This exercise asks for the entries below to be printed exactly.

Top of SOURCE INFORMATION

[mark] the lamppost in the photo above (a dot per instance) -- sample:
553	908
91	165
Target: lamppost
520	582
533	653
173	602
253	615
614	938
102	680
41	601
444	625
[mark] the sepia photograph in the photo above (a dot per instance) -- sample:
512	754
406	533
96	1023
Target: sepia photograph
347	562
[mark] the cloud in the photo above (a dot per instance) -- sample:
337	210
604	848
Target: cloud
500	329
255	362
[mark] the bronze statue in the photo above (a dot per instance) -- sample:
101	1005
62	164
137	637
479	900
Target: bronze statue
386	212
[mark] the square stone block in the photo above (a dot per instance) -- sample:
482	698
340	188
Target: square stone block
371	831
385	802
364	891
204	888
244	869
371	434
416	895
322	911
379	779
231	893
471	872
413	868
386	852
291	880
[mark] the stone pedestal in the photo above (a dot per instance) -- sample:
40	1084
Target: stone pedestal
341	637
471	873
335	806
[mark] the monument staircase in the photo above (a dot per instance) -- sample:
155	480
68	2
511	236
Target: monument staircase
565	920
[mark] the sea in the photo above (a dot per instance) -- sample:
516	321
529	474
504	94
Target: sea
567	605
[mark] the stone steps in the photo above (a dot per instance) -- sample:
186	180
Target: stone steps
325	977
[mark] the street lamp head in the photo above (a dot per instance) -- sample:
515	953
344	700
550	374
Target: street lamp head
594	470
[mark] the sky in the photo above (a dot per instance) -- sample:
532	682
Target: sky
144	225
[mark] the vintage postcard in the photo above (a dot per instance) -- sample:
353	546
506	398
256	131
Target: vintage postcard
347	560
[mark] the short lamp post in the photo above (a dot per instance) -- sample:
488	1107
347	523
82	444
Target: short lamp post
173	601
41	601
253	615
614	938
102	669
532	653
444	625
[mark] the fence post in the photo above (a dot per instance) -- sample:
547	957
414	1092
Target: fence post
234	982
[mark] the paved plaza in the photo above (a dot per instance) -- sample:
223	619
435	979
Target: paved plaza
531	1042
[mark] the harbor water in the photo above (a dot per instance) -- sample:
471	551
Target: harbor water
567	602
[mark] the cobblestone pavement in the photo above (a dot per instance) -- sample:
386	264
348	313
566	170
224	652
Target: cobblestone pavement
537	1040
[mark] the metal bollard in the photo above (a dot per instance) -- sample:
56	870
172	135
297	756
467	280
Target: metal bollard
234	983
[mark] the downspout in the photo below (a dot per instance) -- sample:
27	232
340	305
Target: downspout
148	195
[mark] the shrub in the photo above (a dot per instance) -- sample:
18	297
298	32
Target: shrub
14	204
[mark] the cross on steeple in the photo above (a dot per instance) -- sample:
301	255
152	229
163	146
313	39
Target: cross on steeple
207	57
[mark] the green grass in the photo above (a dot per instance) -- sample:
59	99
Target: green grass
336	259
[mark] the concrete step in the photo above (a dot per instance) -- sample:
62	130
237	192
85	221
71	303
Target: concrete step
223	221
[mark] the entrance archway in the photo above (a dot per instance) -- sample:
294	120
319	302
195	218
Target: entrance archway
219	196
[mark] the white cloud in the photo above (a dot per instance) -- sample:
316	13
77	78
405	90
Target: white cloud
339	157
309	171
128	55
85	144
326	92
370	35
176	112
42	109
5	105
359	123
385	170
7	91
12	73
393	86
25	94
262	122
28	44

Bottom of SOURCE INFORMATION

EXPECTED ANSWER:
[mark] the lamppost in the photo above (a dot per instance) -- sample:
553	908
91	165
Target: lamppost
520	582
533	653
173	602
253	615
614	938
102	680
41	601
444	625
[mark] the sepia photograph in the photo above (a dot per instance) -- sample:
512	754
406	533
96	1023
Target: sepia photograph
347	562
[mark] the cloud in the photo above (a dot per instance) -- sample:
337	210
604	848
Target: cloud
500	329
255	362
[mark] the bronze statue in the photo above (a dot per instance) -- sample:
101	1005
62	164
137	637
479	900
Target: bronze statue
386	212
[mark] the square stone block in the photo above (a dot per instance) -- sample:
482	698
340	188
Target: square stone block
371	831
385	802
364	891
204	888
244	869
371	434
416	895
322	911
379	779
231	893
471	872
413	868
386	852
291	880
[mark] the stone pedestal in the photo above (a dot per instance) -- sample:
40	1084
Target: stone pedestal
341	637
471	873
335	806
[mark] the monument staircase in the photo above (a dot per instance) -- sample:
155	480
68	2
511	236
Target: monument staircase
565	920
[mark] the sea in the photo above (a dot per instance) -- sample:
516	321
529	474
504	94
Target: sea
567	605
[mark] the stone steps in the photo above (a dot per instance) -- sample:
186	180
Target: stone steps
325	977
[mark] the street lamp head in the photo above (a dot per instance) -- sample:
515	953
344	700
550	374
Target: street lamp head
594	470
[mark] the sky in the photo above (a dot per instance) -- sample:
532	682
Target: sky
144	225
[mark] the vintage postcard in the photo above (a dot per instance) -- sample:
353	546
506	398
256	131
Target: vintage postcard
347	560
[mark] the short lamp post in the photo above (a dot per instance) -- sample:
488	1107
347	523
82	444
Target: short lamp post
173	601
41	601
253	615
614	938
102	669
532	653
444	625
[mark] the fence post in the photo above (a dot per instance) -- sample:
547	957
414	1092
Target: fence post
234	982
[mark] the paved plaza in the photo above (a dot per instance) -- sample:
223	619
435	979
Target: paved plaza
531	1042
[mark] the harbor water in the photo above (a dot per instance) -- sample:
471	551
Target: harbor water
567	602
[mark] the cobblestone pavement in the photo above (a dot per instance) -- sample:
386	264
348	313
566	170
224	652
Target: cobblestone pavement
537	1040
[mark] the metal bollard in the photo above (a dot per instance) -- sample:
56	870
172	135
297	756
467	280
Target: metal bollard
234	983
[mark] the downspout in the photo below (a dot per instance) -- sample:
27	232
340	305
Target: downspout
148	195
[mark] the shrub in the photo above (a dot per instance) -- sample:
18	297
298	32
Target: shrub
14	204
[mark] the cross on steeple in the photo above (a dot per instance) -- sample:
301	255
152	229
163	146
313	39
Target: cross on steeple
207	57
[mark] the green grass in the photo above (a dot per instance) -- sample:
59	99
Target: green grass
336	259
[mark] the concrete step in the photo above (a dot per instance) -- sample:
62	130
237	192
85	221
71	303
Target: concrete step
223	221
[mark] the entrance archway in the photo above (a dot per instance) -- sample:
294	120
319	302
195	218
Target: entrance archway
219	196
[mark] the white cloud in the photo above (a dot per instance) -- sample:
316	13
77	78
405	90
Target: white cloud
339	157
309	171
128	55
85	144
326	92
370	35
176	112
42	109
5	105
359	123
385	170
7	91
12	73
393	86
25	94
262	122
28	44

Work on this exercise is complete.